International investors were on tenterhooks as news filtered through that China Evergrande appeared to have missed a second coupon payment on an offshore bond in a week, raising concern its financial woes would spread through world markets.

Some of China Evergrande’s offshore bondholders had not received a coupon payment due by the close of Asian business on Wednesday, sources said, although the cash-strapped developer reached a $1.5-billion deal to settle a debt with a Chinese bank.

With liabilities of $305 billion, many observers fear Evergrande’s troubles will  reverberate around the world – a worry that has at least eased with the Chinese central bank vowing to protect homebuyers’ interests.

The company, which has nearly $20 billion in offshore debt, was due on Wednesday to make a $47.5-million bond interest payment on its 9.5% March 2024 dollar security. It also missed an $83.5 million coupon payment on another bond last Thursday.

Exercise task 1
Pull out every row that contains the word "ship", and copy each one unchanged.
The Evergrande news excerpt and the rows that follow it have no connection to each other.

Data to process

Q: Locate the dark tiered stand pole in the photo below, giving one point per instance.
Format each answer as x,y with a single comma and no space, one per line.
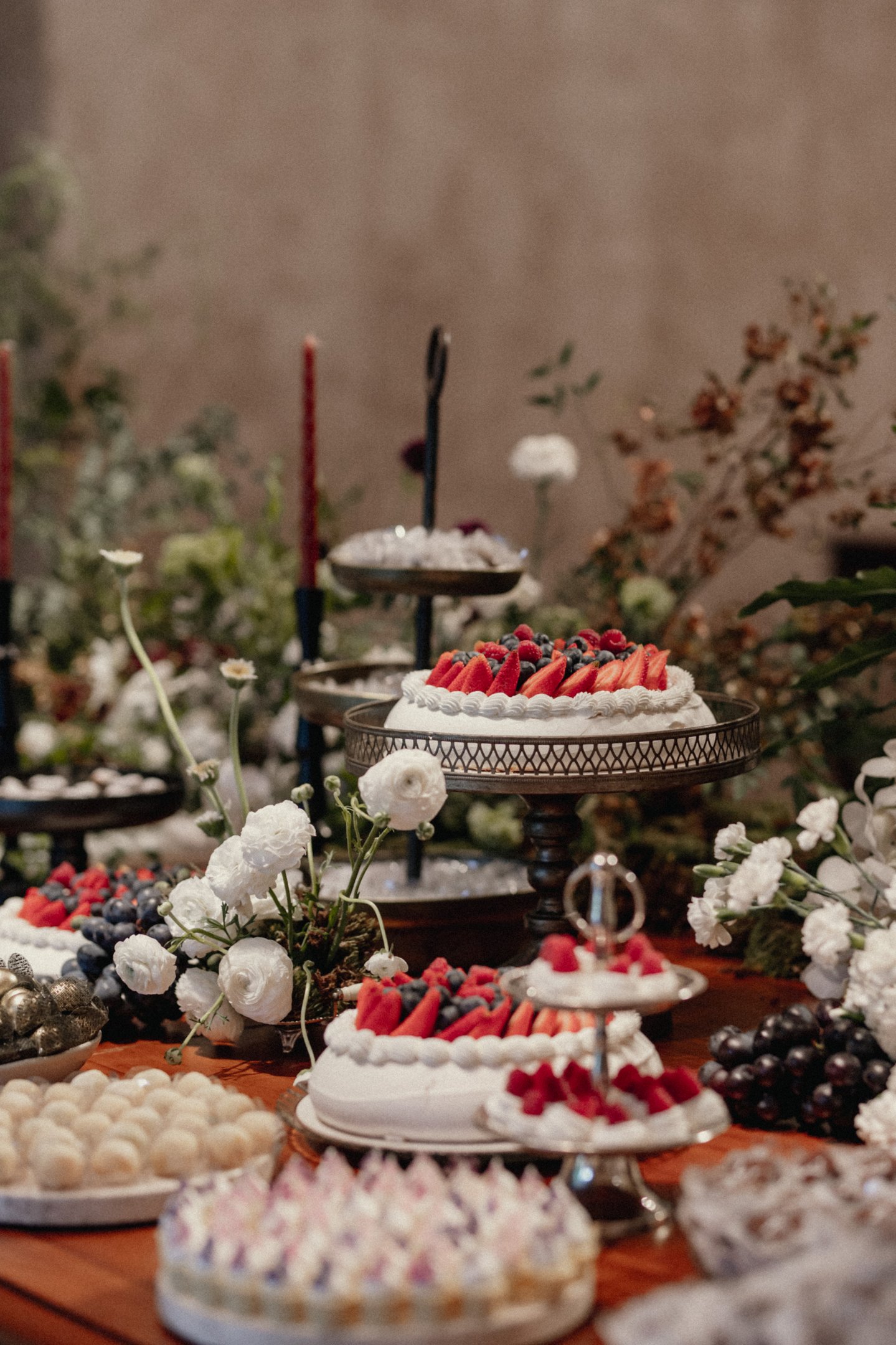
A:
436,365
9,719
310,743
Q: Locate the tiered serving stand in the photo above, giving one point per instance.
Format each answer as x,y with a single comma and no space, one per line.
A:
608,1181
552,775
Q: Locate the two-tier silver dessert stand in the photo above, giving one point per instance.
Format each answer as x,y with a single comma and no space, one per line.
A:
552,775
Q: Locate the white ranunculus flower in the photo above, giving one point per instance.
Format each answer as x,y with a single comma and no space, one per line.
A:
276,838
728,838
193,904
818,821
702,919
197,990
144,966
826,932
232,880
385,965
408,786
545,458
256,977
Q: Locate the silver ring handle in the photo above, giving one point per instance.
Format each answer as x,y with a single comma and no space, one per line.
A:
600,926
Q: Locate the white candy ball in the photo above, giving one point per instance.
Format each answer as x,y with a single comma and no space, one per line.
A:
175,1153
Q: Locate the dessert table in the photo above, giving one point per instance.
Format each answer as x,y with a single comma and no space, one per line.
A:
96,1288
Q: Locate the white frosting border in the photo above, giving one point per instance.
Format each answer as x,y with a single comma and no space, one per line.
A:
590,705
367,1048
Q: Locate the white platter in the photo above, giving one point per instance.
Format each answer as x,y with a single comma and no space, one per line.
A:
92,1207
521,1324
54,1069
304,1118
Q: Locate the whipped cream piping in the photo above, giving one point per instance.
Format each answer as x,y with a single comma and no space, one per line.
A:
365,1047
590,705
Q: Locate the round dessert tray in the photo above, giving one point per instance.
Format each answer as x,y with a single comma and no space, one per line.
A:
554,774
69,819
691,984
27,1206
521,1324
298,1110
321,704
53,1069
419,583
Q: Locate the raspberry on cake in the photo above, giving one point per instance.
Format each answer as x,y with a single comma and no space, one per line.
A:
528,684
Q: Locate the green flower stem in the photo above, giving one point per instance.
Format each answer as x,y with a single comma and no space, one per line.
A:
162,697
308,969
235,752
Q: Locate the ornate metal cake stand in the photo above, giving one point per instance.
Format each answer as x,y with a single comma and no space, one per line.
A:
554,774
69,819
608,1184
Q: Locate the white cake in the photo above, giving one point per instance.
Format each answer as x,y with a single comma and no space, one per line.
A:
590,715
423,1088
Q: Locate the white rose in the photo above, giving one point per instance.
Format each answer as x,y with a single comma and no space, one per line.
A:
232,880
193,904
276,838
826,932
256,977
385,965
544,458
728,838
818,821
144,965
409,786
197,990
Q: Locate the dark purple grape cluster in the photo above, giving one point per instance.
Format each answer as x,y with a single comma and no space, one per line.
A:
802,1069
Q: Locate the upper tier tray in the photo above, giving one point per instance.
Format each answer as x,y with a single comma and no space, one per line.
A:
664,760
105,813
417,583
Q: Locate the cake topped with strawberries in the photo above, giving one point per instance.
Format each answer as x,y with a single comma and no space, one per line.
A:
637,1113
571,974
526,684
417,1056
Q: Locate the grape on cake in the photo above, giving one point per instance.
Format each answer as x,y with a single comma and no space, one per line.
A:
417,1057
529,685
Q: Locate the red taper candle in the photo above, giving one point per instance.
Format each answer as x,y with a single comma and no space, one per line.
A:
6,460
308,524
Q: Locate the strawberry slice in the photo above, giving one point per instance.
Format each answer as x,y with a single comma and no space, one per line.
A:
422,1020
440,670
521,1020
548,679
506,677
634,669
583,679
610,676
476,678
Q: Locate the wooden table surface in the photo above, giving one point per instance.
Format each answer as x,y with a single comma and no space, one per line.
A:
95,1288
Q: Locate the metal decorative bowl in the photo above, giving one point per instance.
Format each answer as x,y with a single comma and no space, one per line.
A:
419,583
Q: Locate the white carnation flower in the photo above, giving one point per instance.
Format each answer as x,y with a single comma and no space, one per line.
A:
193,904
702,919
728,838
408,786
826,932
232,880
256,977
385,965
197,990
818,821
876,1121
276,838
545,458
144,966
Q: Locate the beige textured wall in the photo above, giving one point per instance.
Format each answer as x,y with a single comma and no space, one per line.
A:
637,174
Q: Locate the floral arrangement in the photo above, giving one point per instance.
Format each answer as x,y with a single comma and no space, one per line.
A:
847,907
257,939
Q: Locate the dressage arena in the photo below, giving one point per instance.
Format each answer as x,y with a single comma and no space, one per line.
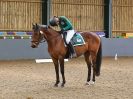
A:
25,79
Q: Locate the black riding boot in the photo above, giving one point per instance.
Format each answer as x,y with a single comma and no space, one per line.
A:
72,50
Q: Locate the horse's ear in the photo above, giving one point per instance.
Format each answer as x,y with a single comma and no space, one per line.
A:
33,26
36,24
49,26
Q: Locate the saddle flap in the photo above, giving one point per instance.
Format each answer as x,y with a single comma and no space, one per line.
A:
77,39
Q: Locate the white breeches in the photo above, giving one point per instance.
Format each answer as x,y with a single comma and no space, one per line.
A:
70,34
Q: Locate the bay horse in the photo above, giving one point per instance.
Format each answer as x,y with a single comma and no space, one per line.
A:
92,50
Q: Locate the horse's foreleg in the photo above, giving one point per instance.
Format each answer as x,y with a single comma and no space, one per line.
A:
56,64
94,68
88,62
62,71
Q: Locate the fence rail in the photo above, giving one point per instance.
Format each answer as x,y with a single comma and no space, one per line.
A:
85,15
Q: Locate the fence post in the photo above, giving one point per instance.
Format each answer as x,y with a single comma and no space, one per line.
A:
44,12
108,18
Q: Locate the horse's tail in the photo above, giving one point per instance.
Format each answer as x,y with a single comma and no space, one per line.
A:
99,60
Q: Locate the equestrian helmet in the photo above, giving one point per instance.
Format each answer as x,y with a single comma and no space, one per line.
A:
53,21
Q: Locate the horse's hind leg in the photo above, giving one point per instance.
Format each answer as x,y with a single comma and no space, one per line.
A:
56,64
87,59
61,61
93,58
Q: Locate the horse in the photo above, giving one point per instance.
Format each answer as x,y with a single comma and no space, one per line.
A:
92,50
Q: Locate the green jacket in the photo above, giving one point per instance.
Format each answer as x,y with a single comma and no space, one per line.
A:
65,24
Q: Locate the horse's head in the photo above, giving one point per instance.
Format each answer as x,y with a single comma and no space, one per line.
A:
37,35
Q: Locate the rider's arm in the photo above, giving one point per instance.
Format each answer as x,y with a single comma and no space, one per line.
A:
68,23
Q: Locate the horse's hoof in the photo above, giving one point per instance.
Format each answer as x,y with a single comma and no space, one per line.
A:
87,84
56,85
62,85
90,83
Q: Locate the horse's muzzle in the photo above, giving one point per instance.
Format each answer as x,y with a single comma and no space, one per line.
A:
34,45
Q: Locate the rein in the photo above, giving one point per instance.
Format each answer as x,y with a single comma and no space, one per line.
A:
42,33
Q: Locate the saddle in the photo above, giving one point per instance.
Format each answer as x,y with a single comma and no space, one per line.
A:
76,40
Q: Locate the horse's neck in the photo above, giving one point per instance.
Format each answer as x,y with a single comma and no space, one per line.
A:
52,35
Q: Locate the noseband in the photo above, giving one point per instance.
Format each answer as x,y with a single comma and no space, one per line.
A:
41,40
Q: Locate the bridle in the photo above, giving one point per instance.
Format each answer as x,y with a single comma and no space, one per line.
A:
41,39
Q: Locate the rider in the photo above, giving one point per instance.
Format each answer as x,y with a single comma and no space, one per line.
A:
66,28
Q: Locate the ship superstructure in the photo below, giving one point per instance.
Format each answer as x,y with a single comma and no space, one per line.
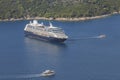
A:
42,32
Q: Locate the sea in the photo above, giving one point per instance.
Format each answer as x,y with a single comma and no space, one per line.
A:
83,56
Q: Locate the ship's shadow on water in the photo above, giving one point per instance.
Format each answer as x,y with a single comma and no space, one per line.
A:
44,43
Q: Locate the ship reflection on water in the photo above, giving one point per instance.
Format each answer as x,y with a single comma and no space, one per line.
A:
38,46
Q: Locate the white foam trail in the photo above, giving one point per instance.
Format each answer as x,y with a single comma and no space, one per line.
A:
19,76
93,37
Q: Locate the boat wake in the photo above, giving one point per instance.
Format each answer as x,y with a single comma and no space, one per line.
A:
93,37
20,76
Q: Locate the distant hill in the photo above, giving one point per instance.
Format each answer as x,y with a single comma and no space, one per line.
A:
57,8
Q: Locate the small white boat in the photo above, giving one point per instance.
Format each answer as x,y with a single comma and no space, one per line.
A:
102,36
47,73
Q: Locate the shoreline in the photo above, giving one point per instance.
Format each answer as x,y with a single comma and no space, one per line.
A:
62,19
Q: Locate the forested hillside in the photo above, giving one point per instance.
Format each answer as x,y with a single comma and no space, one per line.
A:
56,8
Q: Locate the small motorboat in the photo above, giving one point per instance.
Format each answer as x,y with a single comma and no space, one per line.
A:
102,36
47,73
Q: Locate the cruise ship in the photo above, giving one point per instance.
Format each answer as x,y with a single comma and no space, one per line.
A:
47,33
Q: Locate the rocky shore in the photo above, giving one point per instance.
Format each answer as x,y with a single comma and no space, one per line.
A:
62,19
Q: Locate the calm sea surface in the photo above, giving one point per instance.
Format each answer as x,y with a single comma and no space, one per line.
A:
83,56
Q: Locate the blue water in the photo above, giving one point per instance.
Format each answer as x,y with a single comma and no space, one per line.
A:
83,56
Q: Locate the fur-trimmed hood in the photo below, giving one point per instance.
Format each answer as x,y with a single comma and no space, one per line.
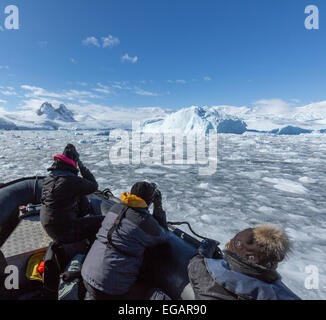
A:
273,240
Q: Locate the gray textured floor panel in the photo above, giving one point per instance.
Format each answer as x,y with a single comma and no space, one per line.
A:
28,236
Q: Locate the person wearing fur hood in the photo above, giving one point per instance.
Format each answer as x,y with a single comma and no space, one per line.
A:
247,270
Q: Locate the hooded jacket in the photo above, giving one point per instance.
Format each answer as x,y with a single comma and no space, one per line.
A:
63,194
234,278
113,271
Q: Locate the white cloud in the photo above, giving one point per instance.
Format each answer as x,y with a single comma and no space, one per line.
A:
102,88
91,41
127,58
110,41
83,84
8,93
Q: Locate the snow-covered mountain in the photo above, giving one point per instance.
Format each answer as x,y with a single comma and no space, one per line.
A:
48,112
222,119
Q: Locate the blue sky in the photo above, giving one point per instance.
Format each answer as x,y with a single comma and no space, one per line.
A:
171,54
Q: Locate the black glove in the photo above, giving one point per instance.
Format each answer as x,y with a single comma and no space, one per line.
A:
208,248
81,165
86,174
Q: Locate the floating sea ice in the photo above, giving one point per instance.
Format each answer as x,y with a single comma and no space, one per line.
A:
286,185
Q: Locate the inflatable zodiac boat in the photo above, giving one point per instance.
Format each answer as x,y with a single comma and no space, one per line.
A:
22,238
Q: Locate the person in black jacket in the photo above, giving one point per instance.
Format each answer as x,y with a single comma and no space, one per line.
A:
64,202
112,265
247,270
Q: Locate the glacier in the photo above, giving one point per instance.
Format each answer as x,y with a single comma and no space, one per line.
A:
260,178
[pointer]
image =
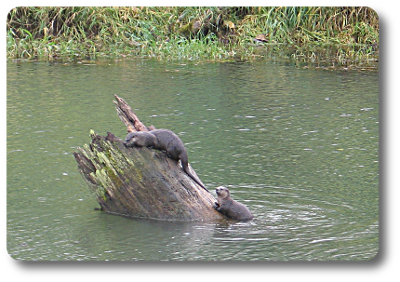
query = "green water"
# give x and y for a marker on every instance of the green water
(299, 147)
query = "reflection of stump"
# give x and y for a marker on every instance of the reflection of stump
(141, 182)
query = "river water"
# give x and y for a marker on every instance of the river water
(299, 147)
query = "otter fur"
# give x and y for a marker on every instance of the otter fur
(229, 207)
(162, 139)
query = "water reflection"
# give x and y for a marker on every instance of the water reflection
(298, 147)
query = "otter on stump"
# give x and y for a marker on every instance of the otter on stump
(162, 139)
(229, 207)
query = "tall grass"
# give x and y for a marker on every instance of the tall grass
(92, 32)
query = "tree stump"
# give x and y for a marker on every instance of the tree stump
(141, 182)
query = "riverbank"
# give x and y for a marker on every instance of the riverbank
(194, 33)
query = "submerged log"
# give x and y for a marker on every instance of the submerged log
(141, 182)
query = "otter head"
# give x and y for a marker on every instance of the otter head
(222, 192)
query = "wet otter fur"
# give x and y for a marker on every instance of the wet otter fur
(162, 139)
(229, 207)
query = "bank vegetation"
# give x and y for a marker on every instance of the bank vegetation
(350, 34)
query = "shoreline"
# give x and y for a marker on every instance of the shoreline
(343, 36)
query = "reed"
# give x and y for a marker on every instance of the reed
(93, 32)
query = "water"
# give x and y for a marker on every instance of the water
(299, 147)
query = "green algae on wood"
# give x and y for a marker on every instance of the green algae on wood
(141, 182)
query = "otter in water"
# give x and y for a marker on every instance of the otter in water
(162, 139)
(229, 207)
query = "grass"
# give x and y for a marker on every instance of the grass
(77, 32)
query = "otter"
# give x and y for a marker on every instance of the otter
(162, 139)
(229, 207)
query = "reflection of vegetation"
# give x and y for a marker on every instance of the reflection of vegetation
(196, 33)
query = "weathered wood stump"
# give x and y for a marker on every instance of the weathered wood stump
(141, 182)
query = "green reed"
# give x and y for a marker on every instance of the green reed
(61, 32)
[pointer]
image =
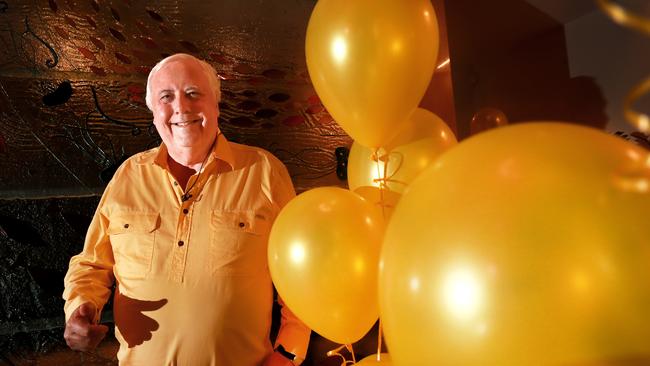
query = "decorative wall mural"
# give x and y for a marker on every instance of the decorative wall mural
(72, 87)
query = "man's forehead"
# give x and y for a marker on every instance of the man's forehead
(185, 71)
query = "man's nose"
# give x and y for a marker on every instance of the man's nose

Exercise task 2
Write the next part of the Evergrande news excerpt, starting after its final sentence.

Exercise response 1
Q: Locate the ship superstructure in the photo below, giving one point per instance.
Q: Locate the ship's shadow on water in the photo above, giving one point per instance.
Q: Locate the ship reflection on water in the photo above, giving one point per instance.
Q: Locate the cruise ship in the photo above, giving one point per instance.

Exercise response 2
NO INFORMATION

The lack of clarity in the company’s latest financial trip sent its share price swinging wildly, at one point climbing as much as 5.2% and falling by as much as 7.2%. Evergrande Property Services Group fell 4.2% before trimming losses to 0.6% and China Evergrande New Energy Vehicle Group dived as much as 19.4%. It last traded down 8.6%.

Two people familiar with the matter, who declined to be named due to the sensitivity of it, said some of the holders of the 2024 bonds had received no information from Evergrande about the payment on Wednesday.

It was not immediately clear if the payment could still be made during US business hours.

A spokesperson for Evergrande did not have any immediate comment. Reuters was unable to determine whether Evergrande had told any of the bondholders what it plans to do about Wednesday’s coupon payment.

Evergrande’s silence on its offshore payment obligations since the missed payment last week has left global investors wondering if they will have to swallow large losses when 30-day grace periods end for coupons due on September 23 and September 29.

 

GOVERNMENT HELP

The company, once China’s top-selling developer and now expected to be one of the largest-ever restructurings in the country, has been prioritising domestic creditors over offshore bondholders.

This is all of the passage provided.